— Start of Passage to read —

We expect to expend approximately $300,000 over the course of 2014 in connection with development EScore and our website overall and the expansion of our business. In addition, to strengthen our ability to generate higher revenues and profitability we intend to acquire strategically complementary businesses to significantly build our membership base and product/service offerings. The targeted businesses are either producing cash or sufficiently close to breakeven in order to not increase our burn rate. Additionally, we are closely monitoring and controlling our expenses.
To enhance our long term objectives for growth and profitability we have recently entered into a placement agent agreement with Monarch Bay Securities, LLC to raise gross proceeds of $6,000,000 through a best-efforts registered offering our common stock. We expect to complete this offering by May 31, 2014.

— End of Passage to read —

What you will do:
A. From the passage on business plans, quote the part that begins at the words "To enhance our" and stops after the words "May 31, 2014.".
B. In the passage on business plans, by what date does the company expect to complete its offering of common stock?

— Start of Supplied entries —

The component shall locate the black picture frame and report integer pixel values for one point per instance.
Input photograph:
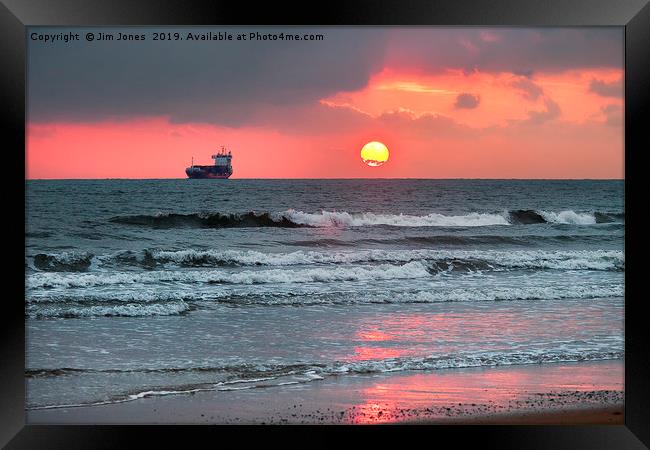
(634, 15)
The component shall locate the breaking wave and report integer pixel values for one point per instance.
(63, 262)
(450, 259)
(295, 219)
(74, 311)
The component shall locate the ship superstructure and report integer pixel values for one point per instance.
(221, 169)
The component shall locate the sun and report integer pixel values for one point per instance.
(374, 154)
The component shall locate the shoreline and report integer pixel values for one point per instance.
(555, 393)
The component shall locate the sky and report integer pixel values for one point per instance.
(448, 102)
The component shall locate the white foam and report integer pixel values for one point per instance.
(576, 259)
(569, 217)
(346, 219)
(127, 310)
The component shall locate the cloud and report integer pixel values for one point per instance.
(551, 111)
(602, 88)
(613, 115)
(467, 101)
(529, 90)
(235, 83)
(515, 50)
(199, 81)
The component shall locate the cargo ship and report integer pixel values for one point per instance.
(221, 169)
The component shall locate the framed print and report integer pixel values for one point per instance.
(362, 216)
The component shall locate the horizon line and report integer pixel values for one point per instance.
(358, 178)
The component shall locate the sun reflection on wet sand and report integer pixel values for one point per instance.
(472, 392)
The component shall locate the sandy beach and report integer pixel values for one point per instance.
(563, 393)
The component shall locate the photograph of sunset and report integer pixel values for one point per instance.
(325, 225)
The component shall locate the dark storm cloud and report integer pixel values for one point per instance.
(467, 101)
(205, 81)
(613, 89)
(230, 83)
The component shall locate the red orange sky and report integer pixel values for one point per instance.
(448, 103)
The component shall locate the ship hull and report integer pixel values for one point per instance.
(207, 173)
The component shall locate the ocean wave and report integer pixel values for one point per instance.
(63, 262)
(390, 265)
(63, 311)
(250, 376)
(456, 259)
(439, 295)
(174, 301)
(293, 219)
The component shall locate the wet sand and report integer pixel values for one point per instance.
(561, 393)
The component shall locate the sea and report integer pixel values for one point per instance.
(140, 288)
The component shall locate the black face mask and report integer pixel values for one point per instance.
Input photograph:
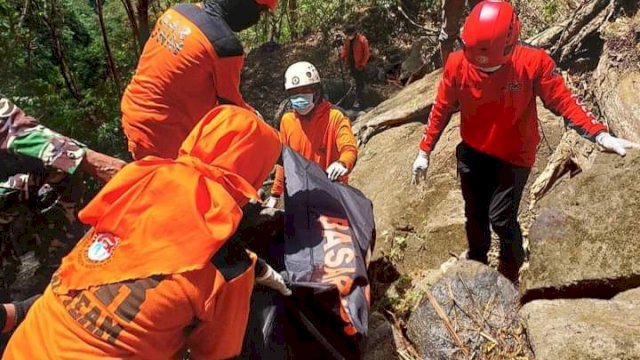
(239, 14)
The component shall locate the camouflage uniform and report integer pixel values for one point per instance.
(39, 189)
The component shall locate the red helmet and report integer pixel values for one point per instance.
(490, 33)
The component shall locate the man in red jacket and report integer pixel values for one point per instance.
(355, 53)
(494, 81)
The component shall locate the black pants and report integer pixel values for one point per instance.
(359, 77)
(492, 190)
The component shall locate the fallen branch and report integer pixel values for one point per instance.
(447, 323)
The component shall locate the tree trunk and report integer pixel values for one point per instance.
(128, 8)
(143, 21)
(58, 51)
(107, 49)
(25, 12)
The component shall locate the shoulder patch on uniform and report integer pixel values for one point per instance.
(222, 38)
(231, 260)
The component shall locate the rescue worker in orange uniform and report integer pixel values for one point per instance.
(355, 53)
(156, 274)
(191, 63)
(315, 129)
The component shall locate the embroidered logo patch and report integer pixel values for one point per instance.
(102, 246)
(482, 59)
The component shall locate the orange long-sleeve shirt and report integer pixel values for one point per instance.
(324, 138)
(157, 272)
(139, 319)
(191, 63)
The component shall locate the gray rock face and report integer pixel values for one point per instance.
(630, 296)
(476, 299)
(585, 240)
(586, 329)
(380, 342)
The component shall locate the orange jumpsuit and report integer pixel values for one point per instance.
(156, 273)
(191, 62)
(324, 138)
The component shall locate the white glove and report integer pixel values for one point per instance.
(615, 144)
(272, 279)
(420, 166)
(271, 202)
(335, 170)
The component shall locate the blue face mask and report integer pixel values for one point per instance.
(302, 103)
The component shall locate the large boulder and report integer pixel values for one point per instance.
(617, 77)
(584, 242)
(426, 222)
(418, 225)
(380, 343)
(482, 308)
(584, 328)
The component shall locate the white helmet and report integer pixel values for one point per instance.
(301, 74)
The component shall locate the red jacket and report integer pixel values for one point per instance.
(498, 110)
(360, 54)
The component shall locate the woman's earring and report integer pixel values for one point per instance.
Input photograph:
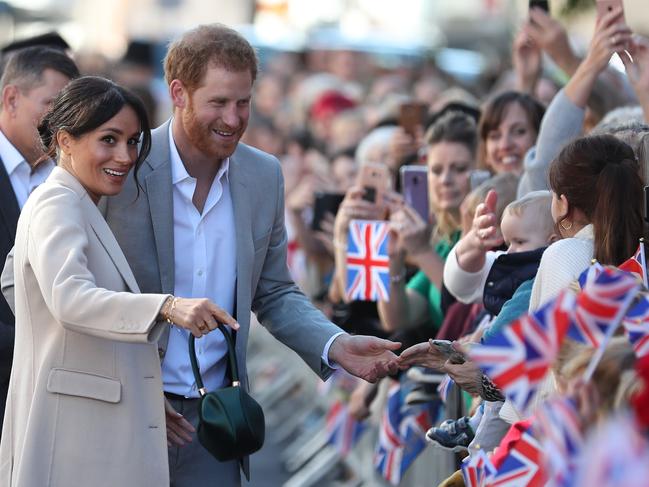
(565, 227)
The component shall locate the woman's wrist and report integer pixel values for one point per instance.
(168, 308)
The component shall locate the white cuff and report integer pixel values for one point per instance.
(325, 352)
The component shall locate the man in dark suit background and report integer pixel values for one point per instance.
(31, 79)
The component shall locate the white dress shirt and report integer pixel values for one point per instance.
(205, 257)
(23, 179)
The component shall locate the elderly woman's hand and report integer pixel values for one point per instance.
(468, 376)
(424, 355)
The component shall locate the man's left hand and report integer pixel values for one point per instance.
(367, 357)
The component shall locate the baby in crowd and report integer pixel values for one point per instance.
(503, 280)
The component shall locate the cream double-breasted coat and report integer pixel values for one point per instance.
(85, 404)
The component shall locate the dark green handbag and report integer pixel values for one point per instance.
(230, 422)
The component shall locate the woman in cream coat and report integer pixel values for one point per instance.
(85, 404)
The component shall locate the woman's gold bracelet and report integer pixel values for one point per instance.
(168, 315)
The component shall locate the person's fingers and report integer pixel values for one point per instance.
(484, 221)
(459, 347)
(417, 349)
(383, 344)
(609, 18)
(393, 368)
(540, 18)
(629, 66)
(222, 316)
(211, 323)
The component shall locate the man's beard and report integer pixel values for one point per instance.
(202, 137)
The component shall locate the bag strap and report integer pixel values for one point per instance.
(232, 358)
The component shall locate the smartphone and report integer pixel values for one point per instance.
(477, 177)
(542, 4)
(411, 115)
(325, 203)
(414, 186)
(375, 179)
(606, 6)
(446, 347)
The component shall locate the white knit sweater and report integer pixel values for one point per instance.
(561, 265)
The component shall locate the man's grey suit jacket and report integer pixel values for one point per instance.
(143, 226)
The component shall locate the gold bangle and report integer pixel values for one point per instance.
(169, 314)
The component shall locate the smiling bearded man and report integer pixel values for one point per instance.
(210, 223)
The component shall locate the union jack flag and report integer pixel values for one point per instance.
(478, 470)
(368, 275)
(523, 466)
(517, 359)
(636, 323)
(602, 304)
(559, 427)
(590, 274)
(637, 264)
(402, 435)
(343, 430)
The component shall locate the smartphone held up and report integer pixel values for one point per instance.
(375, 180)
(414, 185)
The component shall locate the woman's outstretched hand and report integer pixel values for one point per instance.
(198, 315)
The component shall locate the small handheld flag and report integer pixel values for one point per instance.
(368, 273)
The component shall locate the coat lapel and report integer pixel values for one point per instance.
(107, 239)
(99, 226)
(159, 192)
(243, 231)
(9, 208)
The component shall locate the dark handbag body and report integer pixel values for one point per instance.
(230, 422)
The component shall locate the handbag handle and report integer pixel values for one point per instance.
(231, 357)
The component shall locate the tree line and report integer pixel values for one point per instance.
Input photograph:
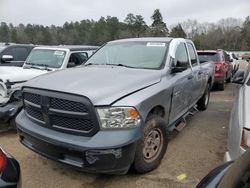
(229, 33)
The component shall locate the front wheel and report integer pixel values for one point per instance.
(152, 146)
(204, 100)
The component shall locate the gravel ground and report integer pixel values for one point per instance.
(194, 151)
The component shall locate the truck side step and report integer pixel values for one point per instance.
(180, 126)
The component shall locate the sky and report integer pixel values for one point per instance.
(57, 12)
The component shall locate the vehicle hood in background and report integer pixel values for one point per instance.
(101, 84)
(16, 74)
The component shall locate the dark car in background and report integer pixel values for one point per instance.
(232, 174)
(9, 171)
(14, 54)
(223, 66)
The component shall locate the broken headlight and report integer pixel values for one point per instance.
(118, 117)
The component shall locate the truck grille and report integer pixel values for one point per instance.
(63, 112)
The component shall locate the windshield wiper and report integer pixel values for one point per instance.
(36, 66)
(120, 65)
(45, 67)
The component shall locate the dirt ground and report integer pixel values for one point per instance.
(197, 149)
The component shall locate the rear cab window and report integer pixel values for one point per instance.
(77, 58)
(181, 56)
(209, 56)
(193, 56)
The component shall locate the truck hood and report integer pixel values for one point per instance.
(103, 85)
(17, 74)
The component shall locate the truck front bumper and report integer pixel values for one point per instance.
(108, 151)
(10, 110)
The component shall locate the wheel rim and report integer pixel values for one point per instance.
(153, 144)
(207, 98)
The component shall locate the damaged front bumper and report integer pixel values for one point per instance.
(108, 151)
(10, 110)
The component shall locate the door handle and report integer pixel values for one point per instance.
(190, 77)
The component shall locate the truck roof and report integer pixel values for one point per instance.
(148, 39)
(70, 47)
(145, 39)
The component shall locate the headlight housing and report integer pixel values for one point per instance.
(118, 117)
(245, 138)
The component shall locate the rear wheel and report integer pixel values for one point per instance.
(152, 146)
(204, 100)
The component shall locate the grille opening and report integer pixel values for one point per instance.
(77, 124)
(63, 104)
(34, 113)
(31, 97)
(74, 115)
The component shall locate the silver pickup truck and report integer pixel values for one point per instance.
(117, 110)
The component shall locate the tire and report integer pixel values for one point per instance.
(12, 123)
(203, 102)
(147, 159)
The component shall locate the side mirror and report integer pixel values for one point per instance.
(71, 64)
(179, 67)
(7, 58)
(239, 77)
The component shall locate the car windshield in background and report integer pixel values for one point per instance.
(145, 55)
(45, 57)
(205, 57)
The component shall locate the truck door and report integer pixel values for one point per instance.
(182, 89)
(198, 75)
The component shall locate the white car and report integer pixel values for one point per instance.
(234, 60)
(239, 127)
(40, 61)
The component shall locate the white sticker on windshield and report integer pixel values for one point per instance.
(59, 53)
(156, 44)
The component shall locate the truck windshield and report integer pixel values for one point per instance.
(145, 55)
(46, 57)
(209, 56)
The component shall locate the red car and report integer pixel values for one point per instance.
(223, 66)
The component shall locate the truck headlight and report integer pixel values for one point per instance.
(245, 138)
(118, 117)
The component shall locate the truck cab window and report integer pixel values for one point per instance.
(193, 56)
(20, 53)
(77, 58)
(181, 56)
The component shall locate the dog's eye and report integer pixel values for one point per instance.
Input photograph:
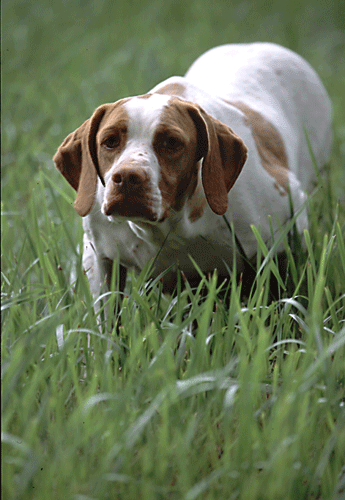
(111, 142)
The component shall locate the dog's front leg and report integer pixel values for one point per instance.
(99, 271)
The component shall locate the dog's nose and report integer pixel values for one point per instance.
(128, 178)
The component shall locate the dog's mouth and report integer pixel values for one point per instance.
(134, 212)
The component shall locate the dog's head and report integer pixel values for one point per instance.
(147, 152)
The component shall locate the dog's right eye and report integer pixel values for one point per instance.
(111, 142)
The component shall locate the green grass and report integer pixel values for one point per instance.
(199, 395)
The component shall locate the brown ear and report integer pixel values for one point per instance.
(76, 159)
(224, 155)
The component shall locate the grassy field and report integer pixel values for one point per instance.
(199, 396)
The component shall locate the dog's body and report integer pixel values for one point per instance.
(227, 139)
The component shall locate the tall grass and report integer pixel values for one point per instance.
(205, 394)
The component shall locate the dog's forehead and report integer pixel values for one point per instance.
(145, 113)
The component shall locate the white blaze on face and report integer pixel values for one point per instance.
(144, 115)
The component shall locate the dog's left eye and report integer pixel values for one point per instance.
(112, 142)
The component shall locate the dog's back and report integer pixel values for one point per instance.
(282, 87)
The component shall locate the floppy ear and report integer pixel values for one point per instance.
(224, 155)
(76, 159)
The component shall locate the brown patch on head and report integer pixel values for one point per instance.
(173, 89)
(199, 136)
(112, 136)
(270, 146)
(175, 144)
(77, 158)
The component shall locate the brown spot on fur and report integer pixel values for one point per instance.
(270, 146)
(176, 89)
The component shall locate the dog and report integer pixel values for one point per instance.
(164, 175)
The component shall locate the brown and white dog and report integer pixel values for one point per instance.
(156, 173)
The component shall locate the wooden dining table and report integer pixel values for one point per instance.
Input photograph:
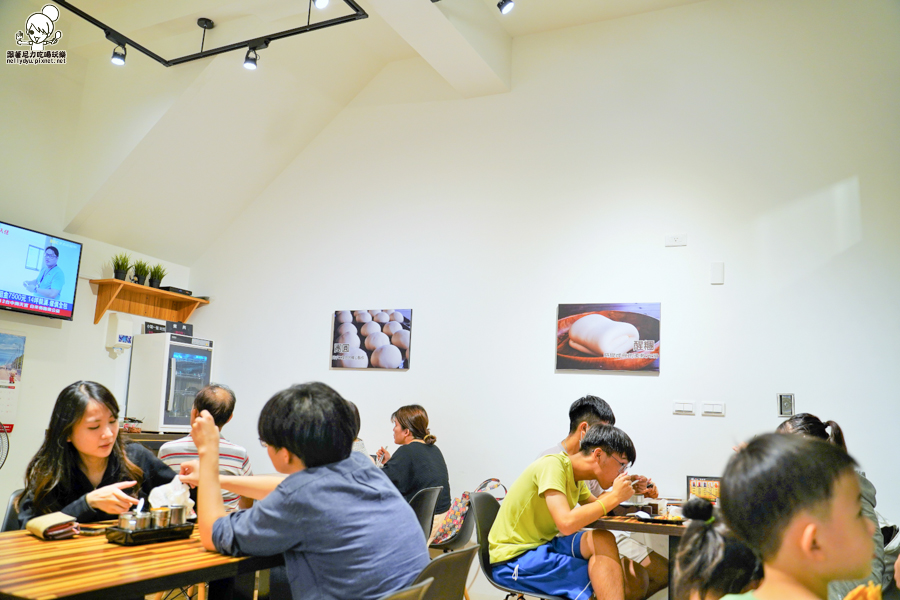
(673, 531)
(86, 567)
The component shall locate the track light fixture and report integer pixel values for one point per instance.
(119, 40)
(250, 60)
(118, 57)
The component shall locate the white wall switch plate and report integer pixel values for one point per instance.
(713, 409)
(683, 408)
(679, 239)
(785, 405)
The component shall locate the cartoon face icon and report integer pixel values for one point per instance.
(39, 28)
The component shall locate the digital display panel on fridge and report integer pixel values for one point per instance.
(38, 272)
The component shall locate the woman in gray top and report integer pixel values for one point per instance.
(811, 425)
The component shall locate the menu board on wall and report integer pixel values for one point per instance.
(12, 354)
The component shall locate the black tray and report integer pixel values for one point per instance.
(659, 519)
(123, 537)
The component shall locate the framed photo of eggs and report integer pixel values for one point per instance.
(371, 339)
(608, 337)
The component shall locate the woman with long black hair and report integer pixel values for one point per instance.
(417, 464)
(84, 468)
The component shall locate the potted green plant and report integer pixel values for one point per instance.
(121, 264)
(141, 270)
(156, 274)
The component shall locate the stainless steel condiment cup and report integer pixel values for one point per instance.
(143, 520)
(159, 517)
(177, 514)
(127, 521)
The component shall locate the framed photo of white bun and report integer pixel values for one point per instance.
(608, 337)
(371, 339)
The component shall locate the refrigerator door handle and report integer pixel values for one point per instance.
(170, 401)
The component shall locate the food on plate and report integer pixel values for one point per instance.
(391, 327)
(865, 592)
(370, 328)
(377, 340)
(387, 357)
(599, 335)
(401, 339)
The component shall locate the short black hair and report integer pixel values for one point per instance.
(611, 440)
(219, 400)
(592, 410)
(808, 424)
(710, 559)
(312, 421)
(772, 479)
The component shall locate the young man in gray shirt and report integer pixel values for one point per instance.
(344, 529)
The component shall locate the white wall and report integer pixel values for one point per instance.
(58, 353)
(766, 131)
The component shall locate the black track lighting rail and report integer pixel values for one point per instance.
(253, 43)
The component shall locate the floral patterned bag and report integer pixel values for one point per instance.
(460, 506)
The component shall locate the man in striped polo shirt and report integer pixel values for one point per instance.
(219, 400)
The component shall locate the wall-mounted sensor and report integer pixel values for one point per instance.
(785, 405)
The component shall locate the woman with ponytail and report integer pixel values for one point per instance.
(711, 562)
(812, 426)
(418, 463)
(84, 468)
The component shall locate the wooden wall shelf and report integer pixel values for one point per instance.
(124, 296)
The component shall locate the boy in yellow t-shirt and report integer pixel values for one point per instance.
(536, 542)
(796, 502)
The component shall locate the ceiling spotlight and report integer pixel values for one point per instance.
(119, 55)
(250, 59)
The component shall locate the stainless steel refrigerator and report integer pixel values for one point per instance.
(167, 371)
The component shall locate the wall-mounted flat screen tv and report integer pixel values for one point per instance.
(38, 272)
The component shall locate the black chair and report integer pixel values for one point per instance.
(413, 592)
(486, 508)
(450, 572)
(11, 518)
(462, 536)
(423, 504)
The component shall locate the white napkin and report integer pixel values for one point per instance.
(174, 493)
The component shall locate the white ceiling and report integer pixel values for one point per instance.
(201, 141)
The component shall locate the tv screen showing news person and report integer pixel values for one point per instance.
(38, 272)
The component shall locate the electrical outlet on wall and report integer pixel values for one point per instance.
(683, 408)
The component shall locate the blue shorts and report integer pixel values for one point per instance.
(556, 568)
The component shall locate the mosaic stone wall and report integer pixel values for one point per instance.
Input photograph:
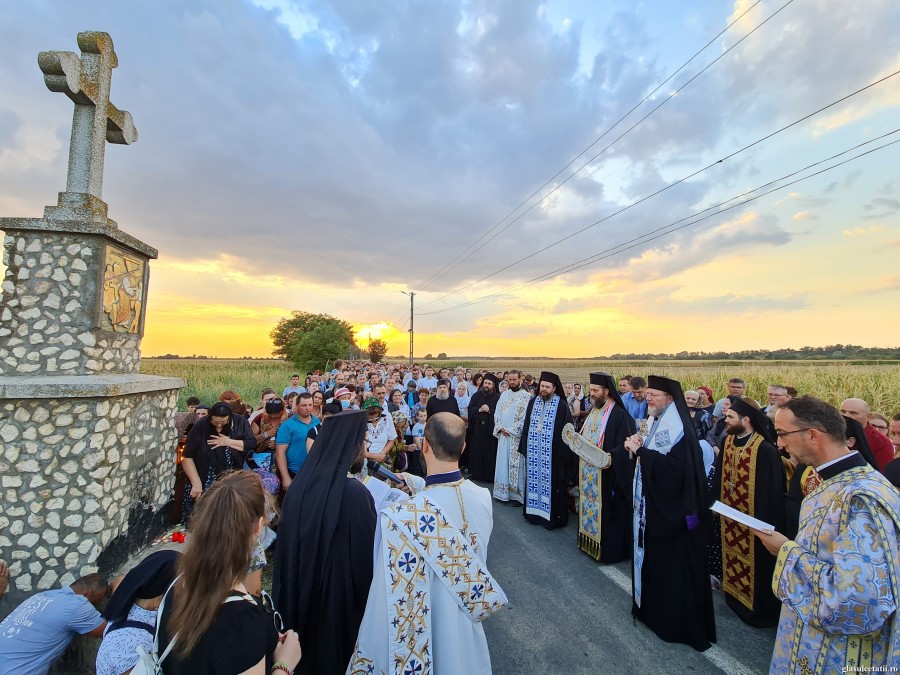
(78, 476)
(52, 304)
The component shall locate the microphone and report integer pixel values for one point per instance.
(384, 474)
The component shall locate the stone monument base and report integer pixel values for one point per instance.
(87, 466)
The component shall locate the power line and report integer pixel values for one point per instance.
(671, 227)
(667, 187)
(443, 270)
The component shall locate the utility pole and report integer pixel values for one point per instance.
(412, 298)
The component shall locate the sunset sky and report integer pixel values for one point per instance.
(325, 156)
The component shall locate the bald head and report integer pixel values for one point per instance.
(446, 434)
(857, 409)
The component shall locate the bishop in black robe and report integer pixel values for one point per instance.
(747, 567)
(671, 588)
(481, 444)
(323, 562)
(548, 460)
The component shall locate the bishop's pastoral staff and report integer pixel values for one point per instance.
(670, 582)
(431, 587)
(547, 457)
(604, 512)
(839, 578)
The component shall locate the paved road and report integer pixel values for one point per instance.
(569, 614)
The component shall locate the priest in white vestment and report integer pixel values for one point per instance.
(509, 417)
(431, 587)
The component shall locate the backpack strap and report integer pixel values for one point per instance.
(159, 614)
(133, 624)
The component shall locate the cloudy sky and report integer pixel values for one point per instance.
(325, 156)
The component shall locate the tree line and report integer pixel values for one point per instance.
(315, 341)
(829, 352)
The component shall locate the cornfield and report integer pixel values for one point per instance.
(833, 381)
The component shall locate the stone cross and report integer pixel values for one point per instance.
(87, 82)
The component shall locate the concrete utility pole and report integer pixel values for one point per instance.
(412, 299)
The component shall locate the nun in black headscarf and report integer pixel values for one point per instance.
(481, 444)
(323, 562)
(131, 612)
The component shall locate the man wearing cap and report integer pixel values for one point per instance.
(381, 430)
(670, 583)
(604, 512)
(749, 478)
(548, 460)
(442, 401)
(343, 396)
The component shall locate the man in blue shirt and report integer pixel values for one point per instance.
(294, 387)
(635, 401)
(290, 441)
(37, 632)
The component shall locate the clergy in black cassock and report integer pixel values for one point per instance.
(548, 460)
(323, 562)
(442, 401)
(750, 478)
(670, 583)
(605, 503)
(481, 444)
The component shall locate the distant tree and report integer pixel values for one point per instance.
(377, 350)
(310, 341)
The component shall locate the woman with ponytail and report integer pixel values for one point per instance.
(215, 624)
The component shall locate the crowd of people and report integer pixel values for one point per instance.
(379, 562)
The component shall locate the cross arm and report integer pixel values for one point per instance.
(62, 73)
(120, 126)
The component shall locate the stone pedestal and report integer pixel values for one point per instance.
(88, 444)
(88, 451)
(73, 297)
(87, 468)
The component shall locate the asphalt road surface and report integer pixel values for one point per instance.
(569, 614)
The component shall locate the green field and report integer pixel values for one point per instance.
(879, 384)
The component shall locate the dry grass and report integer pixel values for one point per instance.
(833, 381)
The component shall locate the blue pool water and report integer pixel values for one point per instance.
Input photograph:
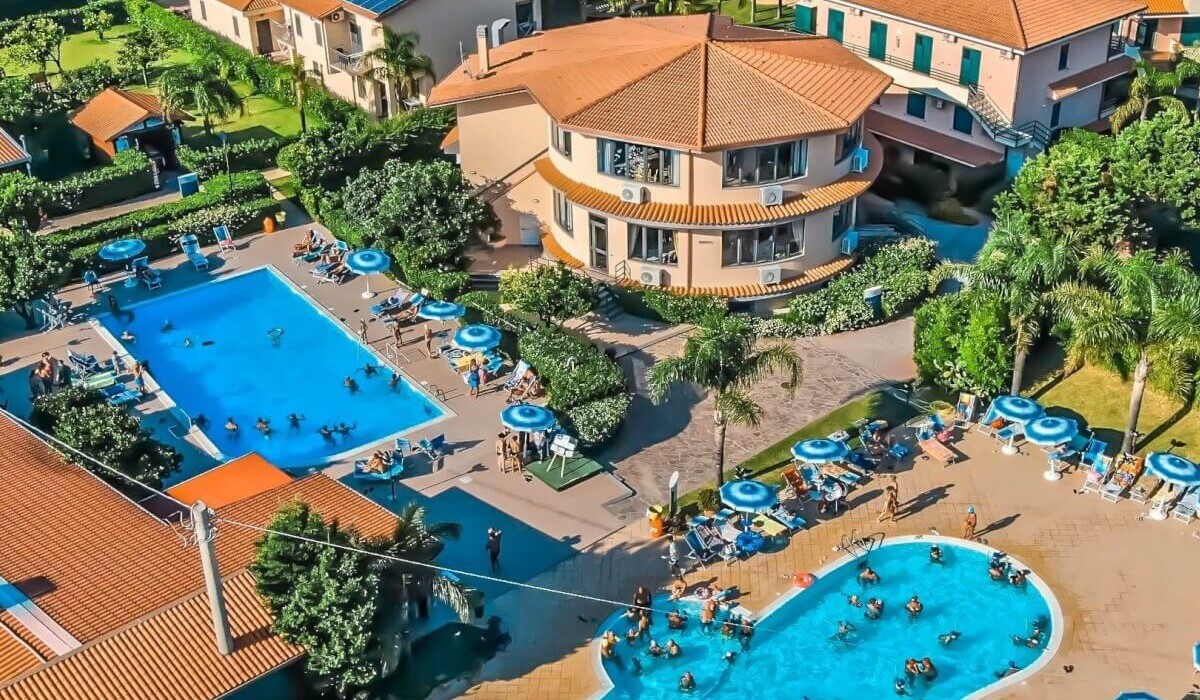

— End of Supplied entries —

The responses:
A.
To enhance our long term objectives for growth and profitability we have recently entered into a placement agent agreement with Monarch Bay Securities, LLC to raise gross proceeds of $6,000,000 through a best-efforts registered offering our common stock. We expect to complete this offering by May 31, 2014.

B. May 31, 2014